[Request]
List every line in the items below that contains the word "instance". Case counts.

[Data for this task]
== == ==

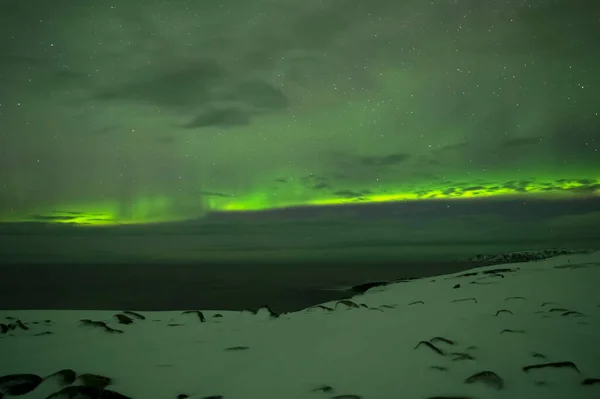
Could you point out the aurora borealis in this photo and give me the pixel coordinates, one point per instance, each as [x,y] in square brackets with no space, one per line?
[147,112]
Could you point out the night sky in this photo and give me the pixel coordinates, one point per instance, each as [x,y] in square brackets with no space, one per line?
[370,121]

== == ==

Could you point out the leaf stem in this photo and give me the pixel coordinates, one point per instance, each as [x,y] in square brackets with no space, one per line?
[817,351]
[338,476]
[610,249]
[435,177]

== == ==

[Solution]
Could you point out the aurora borealis in this photo and give me the pixel coordinates, one point per instance, each as [x,y] in square brackets with no space, one per line?
Could you point out the night sky in this photo and give me the pixel coordinates, one point per instance, each as [x,y] in square brackets with no space, one per line?
Could you point out the leaf stem in this photo and give me the pixel coordinates, one point per instance, each as [x,y] in square brackets with no space, one per line?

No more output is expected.